[Saved entries]
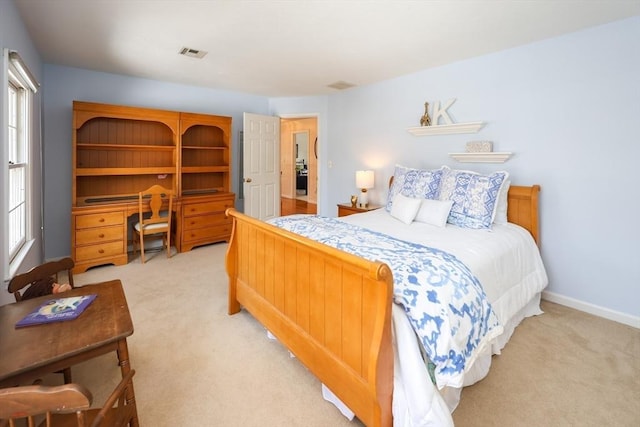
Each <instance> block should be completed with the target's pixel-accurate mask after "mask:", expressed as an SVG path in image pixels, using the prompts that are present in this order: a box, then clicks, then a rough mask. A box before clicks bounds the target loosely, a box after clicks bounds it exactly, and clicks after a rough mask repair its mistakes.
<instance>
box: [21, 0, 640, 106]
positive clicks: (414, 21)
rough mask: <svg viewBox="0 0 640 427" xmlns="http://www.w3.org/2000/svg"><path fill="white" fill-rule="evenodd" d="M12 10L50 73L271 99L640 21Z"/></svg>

...

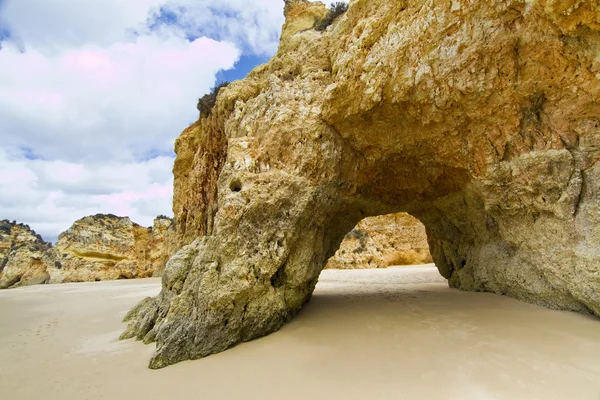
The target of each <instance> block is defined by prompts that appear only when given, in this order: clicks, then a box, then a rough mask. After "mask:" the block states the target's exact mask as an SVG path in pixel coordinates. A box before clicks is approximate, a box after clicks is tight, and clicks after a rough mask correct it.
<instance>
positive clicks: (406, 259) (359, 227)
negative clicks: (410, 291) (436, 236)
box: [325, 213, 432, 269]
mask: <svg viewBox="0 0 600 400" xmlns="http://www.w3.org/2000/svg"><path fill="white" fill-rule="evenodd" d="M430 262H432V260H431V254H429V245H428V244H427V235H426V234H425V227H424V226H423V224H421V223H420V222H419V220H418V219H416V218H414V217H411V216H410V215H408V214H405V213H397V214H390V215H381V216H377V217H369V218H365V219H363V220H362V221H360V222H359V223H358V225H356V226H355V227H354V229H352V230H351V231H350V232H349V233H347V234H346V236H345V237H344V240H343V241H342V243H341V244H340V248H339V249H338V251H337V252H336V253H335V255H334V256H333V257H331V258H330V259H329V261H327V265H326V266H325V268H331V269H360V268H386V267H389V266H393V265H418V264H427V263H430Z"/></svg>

**Exercise objective**
All that is wanted is a faithful reproduction of the line above with "box: [21, 0, 640, 106]", the line with "rough mask: <svg", and every line in between.

**The answer**
box: [21, 0, 640, 106]
positive clicks: (414, 21)
rough mask: <svg viewBox="0 0 640 427" xmlns="http://www.w3.org/2000/svg"><path fill="white" fill-rule="evenodd" d="M12 10L50 73L271 99L640 21Z"/></svg>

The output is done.